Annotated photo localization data
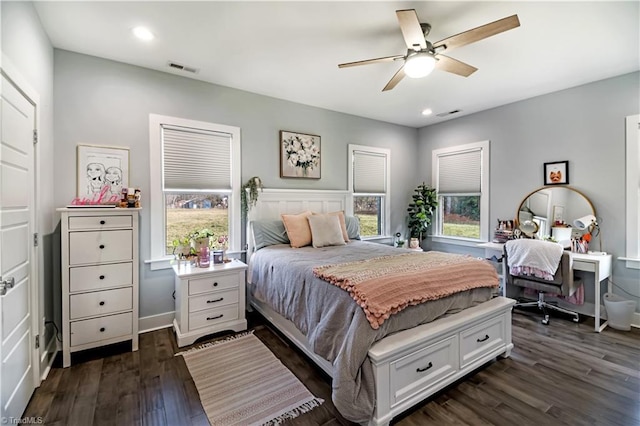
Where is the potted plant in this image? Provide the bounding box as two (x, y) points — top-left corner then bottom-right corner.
(394, 232), (406, 248)
(407, 183), (438, 248)
(191, 228), (214, 251)
(171, 237), (192, 258)
(241, 176), (264, 219)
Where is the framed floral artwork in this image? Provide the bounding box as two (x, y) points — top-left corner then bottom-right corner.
(77, 144), (130, 202)
(543, 160), (569, 185)
(280, 130), (321, 179)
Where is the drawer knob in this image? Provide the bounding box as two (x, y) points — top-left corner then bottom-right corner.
(99, 301), (105, 306)
(476, 334), (490, 343)
(99, 275), (105, 280)
(99, 327), (106, 332)
(416, 362), (433, 373)
(100, 220), (106, 225)
(206, 314), (223, 321)
(207, 297), (224, 304)
(99, 244), (105, 249)
(213, 282), (218, 287)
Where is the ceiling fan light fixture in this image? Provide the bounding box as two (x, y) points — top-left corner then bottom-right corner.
(404, 52), (436, 78)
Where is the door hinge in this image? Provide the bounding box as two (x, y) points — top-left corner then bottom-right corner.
(33, 129), (38, 145)
(35, 335), (40, 349)
(34, 233), (39, 247)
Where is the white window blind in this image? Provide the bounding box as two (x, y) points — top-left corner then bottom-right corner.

WORK ORDER: Pictures stay out of the copy; please restate every record above exactly.

RESPONSE BOX:
Where is the potted plant in this image? Provide the bounding box as two (x, y) points — top-left corner then bottom-right corner.
(394, 232), (406, 248)
(407, 183), (438, 248)
(191, 228), (214, 251)
(171, 237), (192, 258)
(241, 176), (264, 219)
Where is the framed floral artwork in this image? Provide the bounding box as two (x, y) points — top-left corner then bottom-right corner.
(77, 144), (130, 202)
(543, 160), (569, 185)
(280, 130), (321, 179)
Where is the drawer knob in this image? Provide the bounding box as two (x, y) points — top-left corner then bottom-right corner.
(99, 301), (105, 306)
(476, 334), (490, 343)
(99, 275), (105, 280)
(99, 327), (106, 332)
(416, 362), (433, 373)
(100, 220), (106, 225)
(206, 314), (223, 321)
(207, 297), (224, 304)
(99, 244), (105, 249)
(213, 282), (218, 287)
Where is the ceiling fan light fixture in this image? Provide the bounding box as two (x, y) points — top-left corner then bottom-right corner.
(404, 52), (436, 78)
Where is the door hinge in this image? Provide the bounding box as two (x, y) points — top-left corner then bottom-right corner.
(33, 129), (38, 145)
(35, 335), (40, 349)
(34, 233), (39, 247)
Where is the white window blind in this image? Provide the bounding box as two (x, y) points — top-left corner then bottom-right corner.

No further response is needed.